WHAT IS BEING ASKED: The entries are to be written out again with no differences.

Records drawn from a dataset:
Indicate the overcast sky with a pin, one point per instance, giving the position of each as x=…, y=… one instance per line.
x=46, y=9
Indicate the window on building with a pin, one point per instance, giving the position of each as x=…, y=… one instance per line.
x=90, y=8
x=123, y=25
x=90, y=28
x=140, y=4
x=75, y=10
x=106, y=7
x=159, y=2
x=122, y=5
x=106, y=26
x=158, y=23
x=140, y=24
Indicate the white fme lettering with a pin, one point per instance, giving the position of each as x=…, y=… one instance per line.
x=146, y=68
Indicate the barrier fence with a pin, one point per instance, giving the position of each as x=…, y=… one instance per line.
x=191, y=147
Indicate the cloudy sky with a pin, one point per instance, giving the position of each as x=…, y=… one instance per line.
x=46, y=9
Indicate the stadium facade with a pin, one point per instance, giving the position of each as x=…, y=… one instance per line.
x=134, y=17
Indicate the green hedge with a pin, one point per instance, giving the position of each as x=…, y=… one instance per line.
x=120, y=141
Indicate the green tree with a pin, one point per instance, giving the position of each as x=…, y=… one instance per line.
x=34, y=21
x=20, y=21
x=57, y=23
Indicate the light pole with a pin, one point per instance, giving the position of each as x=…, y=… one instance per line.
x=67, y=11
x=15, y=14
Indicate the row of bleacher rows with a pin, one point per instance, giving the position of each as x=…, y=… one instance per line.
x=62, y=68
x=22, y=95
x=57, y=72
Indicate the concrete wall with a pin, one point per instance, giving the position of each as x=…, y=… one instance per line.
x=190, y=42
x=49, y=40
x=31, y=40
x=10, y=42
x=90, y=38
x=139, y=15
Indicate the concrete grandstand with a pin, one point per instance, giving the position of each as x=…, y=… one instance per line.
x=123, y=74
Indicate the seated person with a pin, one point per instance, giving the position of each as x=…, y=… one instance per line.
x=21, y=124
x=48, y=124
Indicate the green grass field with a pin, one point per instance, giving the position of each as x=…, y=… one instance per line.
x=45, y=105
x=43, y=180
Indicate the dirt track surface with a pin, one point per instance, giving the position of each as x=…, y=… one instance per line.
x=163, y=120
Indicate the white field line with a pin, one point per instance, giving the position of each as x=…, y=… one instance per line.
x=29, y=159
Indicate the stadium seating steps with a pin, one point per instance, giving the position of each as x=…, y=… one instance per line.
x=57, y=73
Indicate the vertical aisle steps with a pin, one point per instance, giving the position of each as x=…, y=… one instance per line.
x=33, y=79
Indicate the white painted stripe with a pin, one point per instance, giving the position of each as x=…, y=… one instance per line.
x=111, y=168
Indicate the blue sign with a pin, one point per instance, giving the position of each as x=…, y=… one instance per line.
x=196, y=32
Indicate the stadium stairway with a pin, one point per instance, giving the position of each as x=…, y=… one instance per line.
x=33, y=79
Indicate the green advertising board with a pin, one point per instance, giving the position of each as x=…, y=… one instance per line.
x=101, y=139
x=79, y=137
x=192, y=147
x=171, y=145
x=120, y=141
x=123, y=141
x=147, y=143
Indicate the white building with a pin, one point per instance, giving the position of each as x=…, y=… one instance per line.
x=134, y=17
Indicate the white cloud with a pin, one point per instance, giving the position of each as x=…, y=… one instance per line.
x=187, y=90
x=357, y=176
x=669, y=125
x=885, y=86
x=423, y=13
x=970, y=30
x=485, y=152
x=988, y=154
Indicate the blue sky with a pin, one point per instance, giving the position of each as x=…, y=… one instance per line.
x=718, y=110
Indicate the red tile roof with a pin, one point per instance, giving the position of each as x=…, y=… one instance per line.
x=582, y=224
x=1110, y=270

ANSWER FOR THIS EXERCISE:
Indicate the overcast sky with a pin, one point per instance, giving the position of each as x=…, y=… one instance per line.
x=46, y=9
Indicate the window on building with a pin, one point per instance, giving the position of each as x=…, y=… one instance per line.
x=90, y=8
x=123, y=25
x=90, y=28
x=140, y=4
x=75, y=10
x=106, y=7
x=159, y=2
x=122, y=5
x=106, y=26
x=158, y=23
x=140, y=24
Indicate the white fme lettering with a pin, one point per instance, giving the position of each as x=…, y=… one instance per line.
x=146, y=68
Indicate the barrier fence with a pin, one point per instance, giving the position of each as x=…, y=… one instance per line.
x=191, y=147
Indicate the cloudy sky with a pin, one point per instance, giving the position of each as x=…, y=… one instance per line.
x=46, y=9
Indicate the stadium facade with a pin, one point per instance, giving the position of each as x=…, y=… one instance per line.
x=134, y=17
Indicate the green hedge with a pin, one point per instance, giving the position of each as x=…, y=… one instance per line.
x=120, y=141
Indicate the green tree with a pin, one point per instance, giving the position of each as x=…, y=… one instance per line.
x=34, y=21
x=20, y=21
x=57, y=23
Indicate the light pole with a pin, one point per instance, giving the position of each as x=…, y=… one instance per line.
x=67, y=11
x=15, y=14
Indicate the row of bleacher rows with a pin, one point per instance, giving the position of each as x=…, y=… one instance per line.
x=62, y=68
x=22, y=95
x=57, y=72
Indicate the concrete wall with a pin, one point per instance, giving the position of each as x=…, y=… one instance per line.
x=190, y=42
x=49, y=40
x=31, y=40
x=10, y=42
x=90, y=38
x=139, y=15
Indicate the concrete grandstand with a pin, one point per instance, giving the position of each as x=…, y=… one instance per line.
x=123, y=74
Indicate the seated person with a pin, one point per instance, giving the position of each as x=…, y=… one instance per line.
x=21, y=124
x=48, y=124
Indicate the green grass field with a pin, one point per instance, giving the position of each as x=…, y=… one instance per line.
x=45, y=105
x=43, y=180
Indicate the dirt track surface with a pin, one point per instance, giving the position of each as x=…, y=… one instance per line.
x=163, y=120
Indicate the white field line with a pin, one point per instance, giving the position of each as x=…, y=… one instance per line.
x=29, y=159
Indicate the stadium seating steps with a pin, one point per instance, giving the position of each as x=…, y=… one instance per line.
x=57, y=73
Indicate the vertical aisle steps with a pin, one point per instance, giving the position of each as x=…, y=… one instance per line.
x=33, y=79
Indicate the white painted stripe with a pin, one point per instance, giving the position of each as x=…, y=… one instance per line.
x=111, y=168
Indicate the blue sign with a pin, one point per instance, giving the position of each as x=…, y=… one instance per line.
x=196, y=32
Indicate the stadium stairway with a pin, one point per instance, giving the position of each as x=…, y=… one instance per line.
x=33, y=79
Indicate the green advertising board with a pin, one point per instance, giving the position of each as x=…, y=… one instance per line.
x=101, y=139
x=79, y=137
x=192, y=147
x=171, y=145
x=120, y=141
x=123, y=141
x=147, y=143
Indicate the white building with a pin, one point per instance, giving the position of each as x=…, y=… one instance per line.
x=134, y=17
Indicate the white cloud with a pin, one point per instance, giving the position of each as x=…, y=… one instance per line.
x=187, y=90
x=357, y=176
x=669, y=125
x=885, y=86
x=423, y=13
x=970, y=30
x=485, y=152
x=988, y=154
Indicate the blue sky with a pin, one point per instance, giving the position of each as x=…, y=… one instance per line.
x=718, y=110
Indicate the red tile roof with a pin, one point per instance, giving the position of each as x=…, y=… one instance per line.
x=582, y=224
x=1110, y=270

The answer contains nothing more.